> [Goal of the exercise]:
Present every line of the entries below as a numbered list, leaving out any blank lines.

> [Supplied records]:

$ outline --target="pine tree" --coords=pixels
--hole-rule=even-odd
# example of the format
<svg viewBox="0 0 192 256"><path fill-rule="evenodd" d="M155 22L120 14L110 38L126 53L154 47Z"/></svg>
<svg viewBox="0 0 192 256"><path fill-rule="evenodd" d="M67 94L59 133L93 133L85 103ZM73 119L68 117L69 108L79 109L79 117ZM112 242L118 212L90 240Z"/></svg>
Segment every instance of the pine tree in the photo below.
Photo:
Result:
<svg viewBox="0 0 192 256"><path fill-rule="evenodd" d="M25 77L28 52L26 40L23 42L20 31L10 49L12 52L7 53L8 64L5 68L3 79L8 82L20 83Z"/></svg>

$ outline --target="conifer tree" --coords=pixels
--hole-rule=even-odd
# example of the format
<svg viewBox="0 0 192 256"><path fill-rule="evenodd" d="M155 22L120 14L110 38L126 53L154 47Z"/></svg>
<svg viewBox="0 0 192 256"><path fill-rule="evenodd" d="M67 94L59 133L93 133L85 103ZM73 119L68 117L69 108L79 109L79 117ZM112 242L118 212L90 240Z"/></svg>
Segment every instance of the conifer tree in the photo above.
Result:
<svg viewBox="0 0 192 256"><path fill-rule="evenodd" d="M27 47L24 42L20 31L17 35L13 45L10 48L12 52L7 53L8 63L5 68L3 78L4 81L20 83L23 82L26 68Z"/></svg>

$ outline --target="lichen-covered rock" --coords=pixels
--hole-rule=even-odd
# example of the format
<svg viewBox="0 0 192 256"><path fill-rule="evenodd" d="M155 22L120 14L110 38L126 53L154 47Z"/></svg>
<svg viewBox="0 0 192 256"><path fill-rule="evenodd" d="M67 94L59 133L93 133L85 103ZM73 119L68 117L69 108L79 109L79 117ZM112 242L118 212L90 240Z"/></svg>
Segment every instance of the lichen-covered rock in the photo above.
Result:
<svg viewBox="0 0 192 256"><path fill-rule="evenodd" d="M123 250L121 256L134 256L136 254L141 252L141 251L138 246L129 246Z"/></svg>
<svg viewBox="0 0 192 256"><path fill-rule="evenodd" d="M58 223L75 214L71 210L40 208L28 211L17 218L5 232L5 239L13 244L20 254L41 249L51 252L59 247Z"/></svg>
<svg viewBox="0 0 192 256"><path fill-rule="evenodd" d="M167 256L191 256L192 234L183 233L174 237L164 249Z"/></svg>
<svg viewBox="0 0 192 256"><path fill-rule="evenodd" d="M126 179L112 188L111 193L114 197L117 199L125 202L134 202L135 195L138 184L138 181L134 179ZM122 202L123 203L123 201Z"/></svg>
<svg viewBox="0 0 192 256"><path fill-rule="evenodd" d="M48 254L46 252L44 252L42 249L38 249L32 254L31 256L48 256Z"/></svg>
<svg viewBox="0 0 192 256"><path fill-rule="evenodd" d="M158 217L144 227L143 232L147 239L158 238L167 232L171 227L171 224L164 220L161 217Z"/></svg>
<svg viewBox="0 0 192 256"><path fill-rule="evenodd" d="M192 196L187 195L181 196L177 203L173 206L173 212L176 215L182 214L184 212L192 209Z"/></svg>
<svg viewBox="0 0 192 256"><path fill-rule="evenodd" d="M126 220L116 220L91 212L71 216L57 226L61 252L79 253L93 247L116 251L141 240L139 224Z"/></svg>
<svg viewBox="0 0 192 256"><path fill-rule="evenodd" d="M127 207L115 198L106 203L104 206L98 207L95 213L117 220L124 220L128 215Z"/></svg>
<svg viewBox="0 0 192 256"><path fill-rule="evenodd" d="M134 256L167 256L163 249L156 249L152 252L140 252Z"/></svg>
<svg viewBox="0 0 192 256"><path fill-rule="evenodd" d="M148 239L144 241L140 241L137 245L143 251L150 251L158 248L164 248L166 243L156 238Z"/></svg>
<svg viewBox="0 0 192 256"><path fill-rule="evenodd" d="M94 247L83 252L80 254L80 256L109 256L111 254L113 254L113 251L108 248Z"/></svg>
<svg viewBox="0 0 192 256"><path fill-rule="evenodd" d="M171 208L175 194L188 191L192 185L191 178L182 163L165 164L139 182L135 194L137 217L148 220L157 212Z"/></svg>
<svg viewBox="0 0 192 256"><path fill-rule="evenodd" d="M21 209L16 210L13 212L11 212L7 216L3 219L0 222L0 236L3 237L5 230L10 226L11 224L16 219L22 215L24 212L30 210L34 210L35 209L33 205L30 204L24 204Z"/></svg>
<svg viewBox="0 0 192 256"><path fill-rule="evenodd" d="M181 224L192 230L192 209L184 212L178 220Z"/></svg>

> [Solution to the problem]:
1. $ outline --target="pine tree" --coords=pixels
2. --hole-rule=even-odd
3. # example of the format
4. <svg viewBox="0 0 192 256"><path fill-rule="evenodd" d="M155 22L120 14L110 38L126 53L154 47Z"/></svg>
5. <svg viewBox="0 0 192 256"><path fill-rule="evenodd" d="M67 94L59 133L93 133L85 103ZM73 119L68 117L69 108L79 109L79 117ZM112 242L118 212L90 240Z"/></svg>
6. Segment every instance of the pine tree in the photo below.
7. Photo:
8. Result:
9. <svg viewBox="0 0 192 256"><path fill-rule="evenodd" d="M25 77L28 52L26 40L23 42L20 31L10 49L12 52L7 53L8 64L5 68L3 79L8 82L20 83Z"/></svg>
10. $ outline --target="conifer tree" --coords=pixels
11. --hole-rule=even-odd
12. # example of the format
13. <svg viewBox="0 0 192 256"><path fill-rule="evenodd" d="M155 22L120 14L110 38L126 53L154 47Z"/></svg>
14. <svg viewBox="0 0 192 256"><path fill-rule="evenodd" d="M67 94L59 133L93 133L85 103ZM73 119L68 117L69 108L79 109L79 117ZM112 242L118 212L90 240Z"/></svg>
15. Segment every instance of the conifer tree in the photo above.
16. Result:
17. <svg viewBox="0 0 192 256"><path fill-rule="evenodd" d="M27 47L24 42L20 31L17 35L13 45L10 48L12 52L7 53L8 63L5 68L3 78L4 81L20 83L23 82L26 68Z"/></svg>
18. $ outline --target="lichen-covered rock" --coords=pixels
19. --hole-rule=even-odd
20. # example of the format
21. <svg viewBox="0 0 192 256"><path fill-rule="evenodd" d="M155 22L120 14L110 38L126 53L154 47Z"/></svg>
22. <svg viewBox="0 0 192 256"><path fill-rule="evenodd" d="M67 94L59 133L93 133L85 103ZM73 119L68 117L69 108L79 109L79 117ZM112 242L118 212L90 240Z"/></svg>
23. Segment every instance of the lichen-covered rock in the photo above.
24. Result:
25. <svg viewBox="0 0 192 256"><path fill-rule="evenodd" d="M123 250L121 256L134 256L136 254L141 252L141 251L138 246L129 246Z"/></svg>
26. <svg viewBox="0 0 192 256"><path fill-rule="evenodd" d="M58 223L75 214L71 210L40 208L28 211L17 218L5 232L5 239L13 244L20 254L41 249L51 252L59 247Z"/></svg>
27. <svg viewBox="0 0 192 256"><path fill-rule="evenodd" d="M167 256L191 256L192 234L183 233L174 237L164 249Z"/></svg>
28. <svg viewBox="0 0 192 256"><path fill-rule="evenodd" d="M126 179L112 188L111 193L114 197L117 199L125 202L134 202L135 195L138 184L138 181L134 179ZM122 202L123 203L123 201Z"/></svg>
29. <svg viewBox="0 0 192 256"><path fill-rule="evenodd" d="M48 254L46 252L44 252L42 249L38 249L32 254L31 256L48 256Z"/></svg>
30. <svg viewBox="0 0 192 256"><path fill-rule="evenodd" d="M158 217L144 227L143 232L147 239L158 238L167 232L171 227L171 224L164 220L161 217Z"/></svg>
31. <svg viewBox="0 0 192 256"><path fill-rule="evenodd" d="M192 196L187 195L181 196L177 203L173 206L173 212L176 215L182 214L184 212L192 209Z"/></svg>
32. <svg viewBox="0 0 192 256"><path fill-rule="evenodd" d="M126 220L116 220L91 212L71 216L57 226L61 252L79 253L93 247L116 251L141 240L139 224Z"/></svg>
33. <svg viewBox="0 0 192 256"><path fill-rule="evenodd" d="M127 207L115 198L106 203L104 206L98 207L95 213L117 220L124 220L128 215Z"/></svg>
34. <svg viewBox="0 0 192 256"><path fill-rule="evenodd" d="M134 256L167 256L163 249L156 249L152 252L140 252Z"/></svg>
35. <svg viewBox="0 0 192 256"><path fill-rule="evenodd" d="M148 239L144 241L140 241L137 245L143 251L150 251L158 248L164 248L166 243L156 238Z"/></svg>
36. <svg viewBox="0 0 192 256"><path fill-rule="evenodd" d="M94 247L83 252L80 254L80 256L109 256L111 254L113 254L113 251L108 248Z"/></svg>
37. <svg viewBox="0 0 192 256"><path fill-rule="evenodd" d="M171 208L175 194L188 191L192 185L191 178L182 163L165 164L139 182L135 194L137 217L148 220L157 212Z"/></svg>
38. <svg viewBox="0 0 192 256"><path fill-rule="evenodd" d="M21 209L16 210L13 212L11 212L7 216L3 219L0 222L0 236L3 237L5 230L10 226L11 224L16 219L22 215L24 212L30 210L34 210L35 209L33 205L30 204L24 204Z"/></svg>
39. <svg viewBox="0 0 192 256"><path fill-rule="evenodd" d="M181 224L192 230L192 209L184 212L178 220Z"/></svg>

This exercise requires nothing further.